Document text —
::::::::
Canoo receives a lifeline from Walmart after relocating its headquarters to the retailer’s backyard
Walmart has arrived to save Canoo, an ailing EV manufacturer. It comes in the form of a very helpful order of 4,500 all-electric delivery vehicles from the big box retailer/e-commerce behemoth, with the option to purchase up to 10,000. Walmart and Canoo became neighbors last year when Canoo’s headquarters relocated from California to Walmart’s turf in Bentonville, Arkansas — but no public deals were announced at the time.
The purchase is a step toward Walmart’s stated goal of becoming carbon neutral by 2040, and it will undoubtedly need to do more to compensate for the fact that it was ranked as the top maritime greenhouse gas polluter in a report on the largest US importers via shipping last year. However, Walmart’s Canoo order isn’t its only EV resource; in January, it reserved 5,000 all-electric delivery vans from GM-backed BrightDrop.
Throughout the pandemic, Walmart’s delivery services have expanded, and the company claims to be able to perform same-day deliveries for many products to 80 percent of the US population. Walmart will need all the delivery vehicles it can get with the acceleration of its in-home delivery services, which include direct-to-fridge deliveries in even more states, and the push to provide its GoLocal delivery services for other companies.
::::::::
[Region pointing data]
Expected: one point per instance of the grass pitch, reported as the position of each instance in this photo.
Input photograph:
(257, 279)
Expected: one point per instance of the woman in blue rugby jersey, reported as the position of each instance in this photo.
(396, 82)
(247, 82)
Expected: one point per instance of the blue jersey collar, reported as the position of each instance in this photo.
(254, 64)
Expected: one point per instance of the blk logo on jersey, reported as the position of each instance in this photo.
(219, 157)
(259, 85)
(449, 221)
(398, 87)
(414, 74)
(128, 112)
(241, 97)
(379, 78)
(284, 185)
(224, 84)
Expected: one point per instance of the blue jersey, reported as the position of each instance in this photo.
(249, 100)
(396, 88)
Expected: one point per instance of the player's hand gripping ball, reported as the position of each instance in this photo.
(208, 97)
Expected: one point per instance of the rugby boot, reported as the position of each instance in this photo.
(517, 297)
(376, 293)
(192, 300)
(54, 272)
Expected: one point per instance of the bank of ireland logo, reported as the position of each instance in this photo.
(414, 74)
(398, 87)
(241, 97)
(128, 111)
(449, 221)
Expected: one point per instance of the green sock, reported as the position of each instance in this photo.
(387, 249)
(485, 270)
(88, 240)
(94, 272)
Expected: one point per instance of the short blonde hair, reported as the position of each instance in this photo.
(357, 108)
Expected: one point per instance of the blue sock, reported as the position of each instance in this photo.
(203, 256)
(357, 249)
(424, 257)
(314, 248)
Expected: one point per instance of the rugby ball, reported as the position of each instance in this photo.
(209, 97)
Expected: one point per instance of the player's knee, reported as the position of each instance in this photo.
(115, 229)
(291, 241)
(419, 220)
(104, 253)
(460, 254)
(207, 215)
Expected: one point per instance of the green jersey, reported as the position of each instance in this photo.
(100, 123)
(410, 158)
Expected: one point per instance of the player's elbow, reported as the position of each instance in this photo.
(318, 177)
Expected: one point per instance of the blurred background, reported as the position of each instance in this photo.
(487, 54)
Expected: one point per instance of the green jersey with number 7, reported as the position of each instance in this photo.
::::::::
In the article on Walmart and Canoo, reproduce the stretch from "The purchase is" through "for other companies." word for word.

Answer for the task —
The purchase is a step toward Walmart’s stated goal of becoming carbon neutral by 2040, and it will undoubtedly need to do more to compensate for the fact that it was ranked as the top maritime greenhouse gas polluter in a report on the largest US importers via shipping last year. However, Walmart’s Canoo order isn’t its only EV resource; in January, it reserved 5,000 all-electric delivery vans from GM-backed BrightDrop.
Throughout the pandemic, Walmart’s delivery services have expanded, and the company claims to be able to perform same-day deliveries for many products to 80 percent of the US population. Walmart will need all the delivery vehicles it can get with the acceleration of its in-home delivery services, which include direct-to-fridge deliveries in even more states, and the push to provide its GoLocal delivery services for other companies.